The tasks:
a) Please answer these questions from the passage on Bill Pruitt's baseball poems, one per line:
(i) In what year did Pruitt start providing his baseball poems?
(ii) Which team did he correctly predict would win the National League pennant last year?
(iii) What is the title of his 2019 poem?
b) State whether each statement agrees with the passage on Bill Pruitt's baseball poems, and quote the words that decide it:
(i) Pruitt's poems arrive each fall after the World Series.
(ii) Two of the listed poems are dated 2020.
(iii) The passage says the meaning of life is baseball.
c) Extend the passage on Bill Pruitt's baseball poems, picking up after its final sentence.

=== Excerpted passage ===

[1965 Topps Baseball 138 World Series #7 Bob Gibson Wins Finale (ebay)]
Since 2017, every spring as Opening Day approaches, Bill Pruitt has provided us with delightful and sometimes prescient occasional baseball poems: “The Pennant Races in Rhyming Couplets” (2017), “Pennant Race 18: Curses Laid and Lifted”(2018), “Pennant Race in Eight Sestets & a Couplet” (2019), “Pennant Race in the Plague Year, Or Ohtani’s Quadruple Twenty in 2020” (2020) and “Pennant Race 20 Codicil: A Season of Baseball with a Plane to Catch” (2020).
In his poems, Bill makes predictions: last year correctly saying the Dodgers would win the National League pennant. Bill also makes baseball the occasion to explore the meaning of life (which is baseball).

=== Records supplied ===

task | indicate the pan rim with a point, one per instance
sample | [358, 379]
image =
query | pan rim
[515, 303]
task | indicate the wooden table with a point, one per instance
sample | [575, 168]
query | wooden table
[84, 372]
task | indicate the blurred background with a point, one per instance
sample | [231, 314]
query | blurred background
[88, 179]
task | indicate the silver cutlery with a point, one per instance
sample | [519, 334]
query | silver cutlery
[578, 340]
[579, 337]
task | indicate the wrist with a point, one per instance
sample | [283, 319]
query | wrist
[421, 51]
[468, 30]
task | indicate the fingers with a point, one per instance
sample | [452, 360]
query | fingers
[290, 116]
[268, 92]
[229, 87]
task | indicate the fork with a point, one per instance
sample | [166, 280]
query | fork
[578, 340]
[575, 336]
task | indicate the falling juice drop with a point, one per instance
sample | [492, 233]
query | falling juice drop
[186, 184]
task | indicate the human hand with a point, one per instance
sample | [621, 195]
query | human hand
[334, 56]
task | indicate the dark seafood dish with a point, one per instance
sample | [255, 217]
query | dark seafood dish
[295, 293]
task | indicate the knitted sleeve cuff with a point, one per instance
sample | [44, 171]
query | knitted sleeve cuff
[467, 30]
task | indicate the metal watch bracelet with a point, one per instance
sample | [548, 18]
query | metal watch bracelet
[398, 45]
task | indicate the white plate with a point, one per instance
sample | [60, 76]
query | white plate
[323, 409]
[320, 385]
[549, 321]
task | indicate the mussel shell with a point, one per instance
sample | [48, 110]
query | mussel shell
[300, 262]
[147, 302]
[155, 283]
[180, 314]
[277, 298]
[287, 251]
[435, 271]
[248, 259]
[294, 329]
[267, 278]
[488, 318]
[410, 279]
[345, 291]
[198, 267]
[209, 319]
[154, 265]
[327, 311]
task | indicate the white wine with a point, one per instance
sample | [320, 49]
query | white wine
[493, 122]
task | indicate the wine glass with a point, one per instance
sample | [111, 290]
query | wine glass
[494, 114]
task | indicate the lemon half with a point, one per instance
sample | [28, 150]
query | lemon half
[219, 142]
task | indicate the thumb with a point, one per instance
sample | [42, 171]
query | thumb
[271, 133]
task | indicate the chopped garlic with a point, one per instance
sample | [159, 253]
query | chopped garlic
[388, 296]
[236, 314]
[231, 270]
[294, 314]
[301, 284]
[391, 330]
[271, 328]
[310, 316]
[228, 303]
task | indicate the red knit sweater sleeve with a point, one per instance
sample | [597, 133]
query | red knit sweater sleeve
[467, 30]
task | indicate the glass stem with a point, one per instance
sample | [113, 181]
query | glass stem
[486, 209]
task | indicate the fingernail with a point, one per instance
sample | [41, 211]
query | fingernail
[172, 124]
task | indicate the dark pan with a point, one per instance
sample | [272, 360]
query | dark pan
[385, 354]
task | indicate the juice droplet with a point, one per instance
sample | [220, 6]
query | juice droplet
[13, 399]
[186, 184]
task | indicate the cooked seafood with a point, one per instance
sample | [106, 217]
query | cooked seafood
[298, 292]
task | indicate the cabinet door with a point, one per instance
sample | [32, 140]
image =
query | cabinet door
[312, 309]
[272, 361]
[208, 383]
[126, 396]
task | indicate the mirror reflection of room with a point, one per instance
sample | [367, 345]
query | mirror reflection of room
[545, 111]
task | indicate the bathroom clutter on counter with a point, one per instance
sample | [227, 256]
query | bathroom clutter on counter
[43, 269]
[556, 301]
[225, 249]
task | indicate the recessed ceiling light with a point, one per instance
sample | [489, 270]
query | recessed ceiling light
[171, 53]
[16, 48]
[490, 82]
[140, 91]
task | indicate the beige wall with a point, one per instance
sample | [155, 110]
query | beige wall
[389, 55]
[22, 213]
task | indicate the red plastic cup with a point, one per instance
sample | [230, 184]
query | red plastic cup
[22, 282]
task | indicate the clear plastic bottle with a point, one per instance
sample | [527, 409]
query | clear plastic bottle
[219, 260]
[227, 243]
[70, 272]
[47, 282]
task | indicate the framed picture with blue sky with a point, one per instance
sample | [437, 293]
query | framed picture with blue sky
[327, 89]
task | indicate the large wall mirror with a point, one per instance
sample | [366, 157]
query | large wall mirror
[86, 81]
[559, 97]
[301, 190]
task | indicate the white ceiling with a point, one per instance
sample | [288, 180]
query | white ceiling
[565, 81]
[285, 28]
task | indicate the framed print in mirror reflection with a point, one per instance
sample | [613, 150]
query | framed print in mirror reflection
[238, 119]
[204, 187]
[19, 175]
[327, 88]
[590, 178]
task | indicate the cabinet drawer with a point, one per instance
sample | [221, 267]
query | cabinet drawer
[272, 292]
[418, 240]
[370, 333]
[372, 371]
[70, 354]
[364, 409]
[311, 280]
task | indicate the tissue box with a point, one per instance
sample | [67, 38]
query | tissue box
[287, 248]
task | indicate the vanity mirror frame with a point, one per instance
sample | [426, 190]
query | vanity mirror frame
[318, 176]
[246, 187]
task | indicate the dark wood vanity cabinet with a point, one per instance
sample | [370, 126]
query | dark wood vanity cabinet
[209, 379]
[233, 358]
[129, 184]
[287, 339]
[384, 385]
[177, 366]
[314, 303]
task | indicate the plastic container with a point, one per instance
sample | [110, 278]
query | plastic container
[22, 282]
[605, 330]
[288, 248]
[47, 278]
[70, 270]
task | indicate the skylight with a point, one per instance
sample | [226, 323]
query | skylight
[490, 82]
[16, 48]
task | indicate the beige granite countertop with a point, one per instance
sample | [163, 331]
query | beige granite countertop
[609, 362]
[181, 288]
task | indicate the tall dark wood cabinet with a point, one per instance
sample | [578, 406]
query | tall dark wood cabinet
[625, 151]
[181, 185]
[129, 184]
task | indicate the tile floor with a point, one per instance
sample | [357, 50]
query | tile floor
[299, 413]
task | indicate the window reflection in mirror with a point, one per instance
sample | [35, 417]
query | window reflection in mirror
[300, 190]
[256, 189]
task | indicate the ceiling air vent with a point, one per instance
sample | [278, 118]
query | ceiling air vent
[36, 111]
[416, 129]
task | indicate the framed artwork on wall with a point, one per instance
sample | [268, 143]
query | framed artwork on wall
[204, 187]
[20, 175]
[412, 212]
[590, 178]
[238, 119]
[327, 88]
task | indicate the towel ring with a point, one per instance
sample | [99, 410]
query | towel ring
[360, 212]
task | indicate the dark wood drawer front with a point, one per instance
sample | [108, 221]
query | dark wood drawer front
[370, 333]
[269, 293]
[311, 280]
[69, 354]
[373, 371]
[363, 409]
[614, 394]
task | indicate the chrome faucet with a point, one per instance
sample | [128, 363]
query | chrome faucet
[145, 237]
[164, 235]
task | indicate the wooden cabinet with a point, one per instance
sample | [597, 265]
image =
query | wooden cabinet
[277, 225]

===
=== Records supplied ===

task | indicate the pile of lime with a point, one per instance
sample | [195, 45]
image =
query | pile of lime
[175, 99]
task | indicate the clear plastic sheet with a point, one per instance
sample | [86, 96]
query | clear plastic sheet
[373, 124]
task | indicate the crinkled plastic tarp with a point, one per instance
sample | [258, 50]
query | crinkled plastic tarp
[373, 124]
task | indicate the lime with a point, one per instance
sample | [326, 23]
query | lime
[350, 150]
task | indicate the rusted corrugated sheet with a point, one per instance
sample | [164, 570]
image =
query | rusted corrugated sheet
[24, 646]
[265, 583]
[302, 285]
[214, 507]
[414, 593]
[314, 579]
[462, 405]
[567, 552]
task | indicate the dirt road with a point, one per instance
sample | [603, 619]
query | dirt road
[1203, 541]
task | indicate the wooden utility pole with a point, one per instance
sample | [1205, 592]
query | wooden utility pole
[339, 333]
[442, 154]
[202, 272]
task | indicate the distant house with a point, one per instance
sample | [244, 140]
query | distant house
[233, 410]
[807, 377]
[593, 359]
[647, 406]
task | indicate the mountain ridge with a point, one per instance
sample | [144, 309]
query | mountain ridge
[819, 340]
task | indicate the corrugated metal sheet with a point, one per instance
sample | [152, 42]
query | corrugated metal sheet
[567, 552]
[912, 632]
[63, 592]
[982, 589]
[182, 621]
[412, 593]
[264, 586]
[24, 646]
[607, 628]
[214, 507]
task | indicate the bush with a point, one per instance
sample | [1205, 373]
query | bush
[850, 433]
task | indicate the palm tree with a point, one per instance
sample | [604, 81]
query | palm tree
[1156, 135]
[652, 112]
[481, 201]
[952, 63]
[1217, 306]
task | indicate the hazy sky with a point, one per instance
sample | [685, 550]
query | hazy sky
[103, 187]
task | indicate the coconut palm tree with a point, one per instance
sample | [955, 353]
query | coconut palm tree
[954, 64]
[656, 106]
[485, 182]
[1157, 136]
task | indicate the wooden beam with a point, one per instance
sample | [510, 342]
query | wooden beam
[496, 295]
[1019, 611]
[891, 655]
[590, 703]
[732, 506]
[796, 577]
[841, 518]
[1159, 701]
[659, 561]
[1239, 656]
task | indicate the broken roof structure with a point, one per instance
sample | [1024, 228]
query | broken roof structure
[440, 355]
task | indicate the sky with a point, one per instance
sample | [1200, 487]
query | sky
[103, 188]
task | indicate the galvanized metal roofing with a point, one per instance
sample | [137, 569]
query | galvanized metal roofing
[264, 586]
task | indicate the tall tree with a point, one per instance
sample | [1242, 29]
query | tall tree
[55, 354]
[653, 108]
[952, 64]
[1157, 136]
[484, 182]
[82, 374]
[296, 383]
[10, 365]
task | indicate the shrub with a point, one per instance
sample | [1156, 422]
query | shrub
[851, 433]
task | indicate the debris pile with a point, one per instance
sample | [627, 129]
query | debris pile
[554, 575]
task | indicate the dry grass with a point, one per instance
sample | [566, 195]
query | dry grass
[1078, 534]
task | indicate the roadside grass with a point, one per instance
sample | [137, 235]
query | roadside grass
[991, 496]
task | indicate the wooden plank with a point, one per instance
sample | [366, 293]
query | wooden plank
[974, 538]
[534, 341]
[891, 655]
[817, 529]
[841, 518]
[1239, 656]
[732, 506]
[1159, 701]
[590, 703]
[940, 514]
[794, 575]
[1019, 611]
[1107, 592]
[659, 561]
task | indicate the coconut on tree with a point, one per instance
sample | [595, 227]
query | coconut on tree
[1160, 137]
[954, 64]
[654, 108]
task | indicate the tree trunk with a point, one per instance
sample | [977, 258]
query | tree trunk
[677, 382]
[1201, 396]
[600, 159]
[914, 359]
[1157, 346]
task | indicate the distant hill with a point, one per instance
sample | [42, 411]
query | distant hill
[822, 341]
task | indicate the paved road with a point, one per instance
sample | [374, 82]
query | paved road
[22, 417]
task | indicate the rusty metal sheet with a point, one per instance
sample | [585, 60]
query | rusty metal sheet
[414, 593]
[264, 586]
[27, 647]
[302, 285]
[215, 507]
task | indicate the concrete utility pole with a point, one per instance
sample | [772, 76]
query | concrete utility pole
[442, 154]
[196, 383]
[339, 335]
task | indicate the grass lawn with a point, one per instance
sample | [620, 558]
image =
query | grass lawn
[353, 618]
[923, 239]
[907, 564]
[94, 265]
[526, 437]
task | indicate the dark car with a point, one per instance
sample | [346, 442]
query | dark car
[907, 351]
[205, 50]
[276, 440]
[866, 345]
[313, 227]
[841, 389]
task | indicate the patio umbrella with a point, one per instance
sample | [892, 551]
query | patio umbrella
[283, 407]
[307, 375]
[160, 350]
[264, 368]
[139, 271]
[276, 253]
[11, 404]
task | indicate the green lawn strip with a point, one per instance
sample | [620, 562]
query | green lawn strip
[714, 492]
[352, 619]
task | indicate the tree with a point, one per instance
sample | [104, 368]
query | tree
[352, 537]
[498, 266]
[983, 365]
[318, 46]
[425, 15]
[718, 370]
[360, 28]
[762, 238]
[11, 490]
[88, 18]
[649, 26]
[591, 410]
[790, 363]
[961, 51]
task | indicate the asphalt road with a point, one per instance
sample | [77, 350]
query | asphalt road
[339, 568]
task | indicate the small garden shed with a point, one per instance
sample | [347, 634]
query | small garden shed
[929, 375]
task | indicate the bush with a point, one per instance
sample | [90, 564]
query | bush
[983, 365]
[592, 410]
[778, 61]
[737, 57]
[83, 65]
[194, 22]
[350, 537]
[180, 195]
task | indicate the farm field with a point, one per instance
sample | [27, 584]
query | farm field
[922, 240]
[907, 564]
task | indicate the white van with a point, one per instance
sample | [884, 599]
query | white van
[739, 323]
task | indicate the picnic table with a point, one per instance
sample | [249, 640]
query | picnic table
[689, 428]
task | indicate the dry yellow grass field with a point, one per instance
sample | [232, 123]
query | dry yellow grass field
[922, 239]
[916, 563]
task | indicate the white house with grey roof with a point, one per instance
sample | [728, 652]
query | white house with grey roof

===
=== Records supplied ===

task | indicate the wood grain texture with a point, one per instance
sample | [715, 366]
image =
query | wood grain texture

===

Outputs for the tasks:
a)
(i) 2017
(ii) The Dodgers
(iii) “Pennant Race in Eight Sestets & a Couplet”

b)
(i) No: "every spring as Opening Day approaches"
(ii) Yes: "“Pennant Race in the Plague Year, Or Ohtani’s Quadruple Twenty in 2020” (2020)" and "“Pennant Race 20 Codicil: A Season of Baseball with a Plane to Catch” (2020)"
(iii) Yes: "explore the meaning of life (which is baseball)"

c)
Without giving away the ending, Bill is half right this year, but errs in who will win the World Series.¹
PENNANT RACE 2021: THE BEST TEAM IS NOT ALWAYS THE BEST TEAM
PROLOGUE: What’s in a Name
There are four Coreys in MLB. Any of them could win Corey of the year. Corey Dickinson plays left field for the Marlins and could have a big year if he gets his exit velocity back up. The Dodgers’ Corey Knebel throws in relief and might make a big splash if he gets the opportunity. His teammate Corey Seager is always a threat to win MVP. And there’s Corey Kluber whom the Yankees picked up to finish out their rotation, Who will win the Corey?
Then there’s the Tanner. Where did they all come from? Once upon a time, there was Tanner Roarke. Great name for a pitcher. now there are four, and they’re all pitchers, all right-handed but one, Scott of Baltimore. As if every time Tanner Roarke got traded, it whistled up another Tanner. We have Houck of Boston, Rainey of the Nationals, and the Blue Jay Roarke. Who will get the Tanner?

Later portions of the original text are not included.